#### Source passage
>> begin
It is just this English-Americanconservatism that has been our chief obstacle to social advance. We have needed the new peoples—the order of the German and Scandinavian, the turbulence of the Slav and Hun—to save us from our own stagnation. I do not mean that the illiterate Slav is now the equal of the New Englander of pure descent. He is raw material to be educated, not into a New Englander, but into a socialized American along such lines as those thirty nationalities are being educated in the amazing school of Gary. I do not believe that this process is to be one of decades of evolution. The spectacle of Japan’s sudden jump from medievalism to post-modernism should have destroyed the superstition. We are not dealing with individuals who are to ‘evolve.’ We are dealing with their children, who with that education we are about to have, will start level with all of us. Let us cease to think of ideals like democracy as magical qualities inherent in certain peoples. Let us speak, not of inferior races, but of inferior civilizations. We are all to educate and to be educated. These peoples in America are in a common enterprise. It is not what we are now that concerns us, but what this plastic next generation may become in the light of a new cosmopolitan ideal.
>> end
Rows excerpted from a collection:
>> begin
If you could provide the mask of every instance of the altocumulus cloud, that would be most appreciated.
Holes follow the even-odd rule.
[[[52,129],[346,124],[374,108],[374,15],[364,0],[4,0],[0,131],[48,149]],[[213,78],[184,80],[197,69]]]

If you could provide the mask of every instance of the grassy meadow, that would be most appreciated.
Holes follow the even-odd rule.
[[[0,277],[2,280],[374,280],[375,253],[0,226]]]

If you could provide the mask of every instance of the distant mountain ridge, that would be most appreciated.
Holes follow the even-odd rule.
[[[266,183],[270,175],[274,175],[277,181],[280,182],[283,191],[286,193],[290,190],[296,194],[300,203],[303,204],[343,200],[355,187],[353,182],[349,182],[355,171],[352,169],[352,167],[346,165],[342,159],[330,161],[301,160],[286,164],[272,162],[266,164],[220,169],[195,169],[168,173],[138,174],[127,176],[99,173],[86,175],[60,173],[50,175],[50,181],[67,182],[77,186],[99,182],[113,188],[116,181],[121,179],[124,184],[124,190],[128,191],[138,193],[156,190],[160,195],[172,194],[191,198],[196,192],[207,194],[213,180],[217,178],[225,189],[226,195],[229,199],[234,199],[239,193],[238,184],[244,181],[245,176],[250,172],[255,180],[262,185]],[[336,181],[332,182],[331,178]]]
>> end
#### Exercise requirements
1. In the passage on American conservatism and the new peoples, which peoples are named as the new peoples America has needed?
2. Filter the rows, copying every line that contains the word "provide".
The text and the rows have no connection to each other.

#### Task solutions
1. German, Scandinavian, Slav, Hun

2.
If you could provide the mask of every instance of the altocumulus cloud, that would be most appreciated.
If you could provide the mask of every instance of the grassy meadow, that would be most appreciated.
If you could provide the mask of every instance of the distant mountain ridge, that would be most appreciated.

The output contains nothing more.